• [Items from a labeling collection]
%%

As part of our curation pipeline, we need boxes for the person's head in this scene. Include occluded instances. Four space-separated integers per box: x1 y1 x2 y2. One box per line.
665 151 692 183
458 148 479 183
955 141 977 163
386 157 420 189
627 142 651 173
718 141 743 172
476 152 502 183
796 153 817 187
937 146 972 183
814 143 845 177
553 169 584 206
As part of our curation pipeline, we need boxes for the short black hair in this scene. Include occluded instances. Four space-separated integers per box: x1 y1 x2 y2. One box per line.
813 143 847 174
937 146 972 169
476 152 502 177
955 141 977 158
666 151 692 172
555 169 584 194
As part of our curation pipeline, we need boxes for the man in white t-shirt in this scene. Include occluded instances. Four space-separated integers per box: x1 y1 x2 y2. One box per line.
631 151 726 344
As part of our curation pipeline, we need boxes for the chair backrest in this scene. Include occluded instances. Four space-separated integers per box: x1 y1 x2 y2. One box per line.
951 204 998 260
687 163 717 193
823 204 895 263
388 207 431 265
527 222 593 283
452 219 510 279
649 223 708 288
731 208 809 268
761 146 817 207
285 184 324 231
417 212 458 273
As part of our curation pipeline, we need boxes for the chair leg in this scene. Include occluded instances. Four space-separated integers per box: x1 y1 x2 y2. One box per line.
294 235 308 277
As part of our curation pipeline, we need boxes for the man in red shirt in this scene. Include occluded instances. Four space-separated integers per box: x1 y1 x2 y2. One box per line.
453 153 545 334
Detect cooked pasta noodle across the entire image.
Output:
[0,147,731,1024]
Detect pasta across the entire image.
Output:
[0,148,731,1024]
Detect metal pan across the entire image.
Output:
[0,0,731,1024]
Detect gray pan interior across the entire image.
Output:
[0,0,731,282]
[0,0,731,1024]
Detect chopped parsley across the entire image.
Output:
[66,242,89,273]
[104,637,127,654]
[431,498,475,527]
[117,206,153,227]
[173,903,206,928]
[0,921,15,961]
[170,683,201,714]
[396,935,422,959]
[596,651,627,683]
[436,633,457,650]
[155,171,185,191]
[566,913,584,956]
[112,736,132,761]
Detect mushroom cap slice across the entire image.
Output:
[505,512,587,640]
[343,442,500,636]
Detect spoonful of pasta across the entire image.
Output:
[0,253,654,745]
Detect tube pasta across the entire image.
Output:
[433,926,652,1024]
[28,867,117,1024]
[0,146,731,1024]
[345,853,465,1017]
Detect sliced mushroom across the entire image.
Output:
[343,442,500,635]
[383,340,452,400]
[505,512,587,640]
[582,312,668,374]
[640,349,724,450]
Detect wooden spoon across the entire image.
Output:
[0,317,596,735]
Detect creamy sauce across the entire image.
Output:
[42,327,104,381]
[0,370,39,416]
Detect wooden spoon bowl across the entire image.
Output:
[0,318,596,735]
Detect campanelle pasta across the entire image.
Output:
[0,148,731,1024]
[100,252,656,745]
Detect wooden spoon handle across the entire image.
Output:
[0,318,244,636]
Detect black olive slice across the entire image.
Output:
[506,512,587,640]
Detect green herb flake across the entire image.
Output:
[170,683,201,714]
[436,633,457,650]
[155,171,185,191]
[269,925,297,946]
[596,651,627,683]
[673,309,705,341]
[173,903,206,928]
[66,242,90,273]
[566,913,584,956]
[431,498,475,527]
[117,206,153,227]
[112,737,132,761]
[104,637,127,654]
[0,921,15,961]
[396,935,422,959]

%%

• [AIM OF THE EXERCISE] Print all of the data exactly as it was given.

• [THE RESPONSE]
As part of our curation pipeline, we need boxes for the person's head in this scene. Include occluded instances. Four space-separated integers per box: x1 y1 x2 y2. One box per line.
665 151 692 183
458 148 479 183
955 141 977 163
386 157 420 189
627 142 651 173
718 141 743 172
476 152 502 183
796 153 817 187
937 146 972 183
814 143 845 177
553 169 584 206
As part of our curation pipeline, we need boxes for the short black hair in this scene. Include occluded instances. Four space-separated integers per box: x1 y1 x2 y2. One box per line.
813 143 847 174
937 146 972 169
476 152 502 177
955 141 977 158
666 151 692 172
555 169 584 194
As part of our curation pipeline, we need boxes for the man in white t-shirt in this scene. Include occluded instances. Four space-separated integers per box: x1 y1 x2 y2. One box per line.
631 151 726 344
As part of our curation pipeline, we need boxes for the chair backrest in this scene. Include occluded instances. Four space-separated integers per box: x1 y1 x2 y2. One box per line.
951 204 998 260
687 163 717 193
823 204 895 263
388 207 431 265
527 222 593 283
452 219 510 279
649 223 708 288
731 208 809 268
761 146 817 207
285 184 324 231
417 212 458 273
As part of our curation pipeline, we need boxes for the chair leg in this scene. Include occluded instances. Four space-separated integers per box: x1 y1 x2 y2. One box per line.
294 235 308 277
As part of our curation pipeline, we need boxes for the man in red shirt in this scene. Include occluded instances. Four space-separated integers per box: x1 y1 x2 y2. One box per line.
453 153 545 334
Detect cooked pasta noodle across the entire image.
Output:
[0,147,731,1024]
Detect pasta across the entire image.
Output:
[0,148,731,1024]
Detect metal pan across the entire image.
Output:
[0,0,731,1024]
Detect gray pan interior across the entire image.
Output:
[0,0,731,282]
[0,0,731,1024]
Detect chopped parsley across the entire image.
Output:
[66,242,89,273]
[104,637,127,654]
[431,498,475,527]
[117,206,153,227]
[173,903,206,928]
[0,921,15,961]
[170,683,201,714]
[396,935,422,959]
[596,651,627,683]
[436,633,457,650]
[155,171,185,191]
[566,913,584,956]
[112,736,132,761]
Detect mushroom cap slice across the entire image.
Output:
[505,512,587,640]
[343,442,500,636]
Detect spoonful of pasta across the entire image.
Output:
[0,253,654,745]
Detect tube pasta across the entire image.
Output:
[433,926,652,1024]
[28,867,117,1024]
[0,146,731,1024]
[345,853,465,1017]
Detect sliced mushroom across the entire image.
Output:
[343,442,500,635]
[383,340,452,400]
[505,512,587,640]
[582,312,668,374]
[640,349,724,450]
Detect wooden spoon across the entire image.
Output:
[0,317,596,735]
Detect creamy sauce across the entire image.
Output:
[42,327,104,381]
[0,370,39,416]
Detect wooden spoon bowl across the entire image.
Output:
[0,318,596,735]
Detect campanelle pasta across the entire image.
Output:
[0,148,731,1024]
[100,252,656,745]
Detect wooden spoon handle across the entire image.
Output:
[0,318,244,636]
Detect black olive slice across the entire image.
Output:
[506,512,587,640]
Detect green herb flake across the entire image.
Output:
[170,683,201,714]
[436,633,457,650]
[155,171,185,191]
[269,925,297,946]
[596,651,627,683]
[673,309,705,341]
[173,903,206,928]
[66,242,90,273]
[566,913,584,956]
[431,498,475,527]
[117,206,153,227]
[112,737,132,761]
[104,637,127,654]
[0,921,15,961]
[396,935,422,959]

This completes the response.